→ **Quoted passage**

☆ ☆ ☆

If you have any queries on how to cast your votes then telephone Ms Leni Stanley on 07 3221 6022 or Mr David Hall on 07 3832 5666 during business hours.
2. Proxies
(a) Any member entitled to attend and vote is entitled to appoint not more than two proxies to attend and vote in his or her stead.
(b) If a shareholder appoints more than one proxy, the appointment of the proxy may specify the proportion or number of that shareholder's votes that each proxy may exercise. If the appointment does not specify the proportion or the number of the shareholder's votes each proxy may exercise, each proxy may exercise one half of the votes.
(c) Where a shareholder appoints more than one proxy neither proxy is entitled to vote on a show of hands.
(d) A proxy need not be a shareholder of DRX.
(e) To be effective, DRX must receive the completed Proxy Form and, if the form is signed by the shareholder's attorney, the authority under which the Proxy Form is signed (or a certified copy of the authority) by no later than 48 hours before the commencement of the meeting. Proxy Forms and other documentation may be lodged at the registered office of the Company or as follows:
By posting, delivery or Diatreme Resources Limited Share Registry facsimile: C/- Link Market Services Limited Locked Bag A14 Sydney South NSW 1235 Facsimile: (02) 9287 0309 By delivery: Level 12, 680 George Street Sydney NSW 2000
(f) Proxies given by corporate shareholders must be executed in accordance with their constitutions, or under the hand of a duly authorised officer or attorney.

☆ ☆ ☆

→ **Supplied entries**

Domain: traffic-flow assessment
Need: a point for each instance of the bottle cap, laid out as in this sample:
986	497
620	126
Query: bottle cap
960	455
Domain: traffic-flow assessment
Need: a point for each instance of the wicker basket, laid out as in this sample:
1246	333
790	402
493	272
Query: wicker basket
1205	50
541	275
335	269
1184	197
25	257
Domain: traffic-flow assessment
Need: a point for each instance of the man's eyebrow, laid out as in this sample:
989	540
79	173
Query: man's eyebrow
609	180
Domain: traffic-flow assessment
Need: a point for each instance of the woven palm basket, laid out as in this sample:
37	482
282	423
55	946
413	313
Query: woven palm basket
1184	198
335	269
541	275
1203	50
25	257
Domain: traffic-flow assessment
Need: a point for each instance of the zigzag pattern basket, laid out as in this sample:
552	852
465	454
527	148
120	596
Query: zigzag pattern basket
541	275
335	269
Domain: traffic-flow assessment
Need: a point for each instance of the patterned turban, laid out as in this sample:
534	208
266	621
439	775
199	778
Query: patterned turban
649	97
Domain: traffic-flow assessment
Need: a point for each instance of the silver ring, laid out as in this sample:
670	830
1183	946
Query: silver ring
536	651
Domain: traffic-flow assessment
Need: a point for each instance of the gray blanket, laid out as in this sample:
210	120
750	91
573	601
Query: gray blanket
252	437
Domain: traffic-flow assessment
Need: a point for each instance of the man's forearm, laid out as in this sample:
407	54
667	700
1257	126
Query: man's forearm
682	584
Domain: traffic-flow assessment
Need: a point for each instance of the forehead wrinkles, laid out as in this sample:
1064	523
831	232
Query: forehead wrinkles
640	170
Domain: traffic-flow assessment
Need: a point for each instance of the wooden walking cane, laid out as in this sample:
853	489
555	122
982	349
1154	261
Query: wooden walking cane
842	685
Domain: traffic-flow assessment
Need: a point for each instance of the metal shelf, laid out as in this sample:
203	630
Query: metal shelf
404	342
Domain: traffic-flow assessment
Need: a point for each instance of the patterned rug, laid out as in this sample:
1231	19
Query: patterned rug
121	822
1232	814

☆ ☆ ☆

→ **Exercise requirements**
a) From the proxy notice above, copy word for word the part that opens with the words containing "If you have" and closes with "of the votes.".
b) According to the proxy notice above, how long before the meeting must DRX receive the completed Proxy Form?

→ **Per-task outputs**
a)
If you have any queries on how to cast your votes then telephone Ms Leni Stanley on 07 3221 6022 or Mr David Hall on 07 3832 5666 during business hours.
2. Proxies
(a) Any member entitled to attend and vote is entitled to appoint not more than two proxies to attend and vote in his or her stead.
(b) If a shareholder appoints more than one proxy, the appointment of the proxy may specify the proportion or number of that shareholder's votes that each proxy may exercise. If the appointment does not specify the proportion or the number of the shareholder's votes each proxy may exercise, each proxy may exercise one half of the votes.

b) No later than 48 hours before the meeting begins.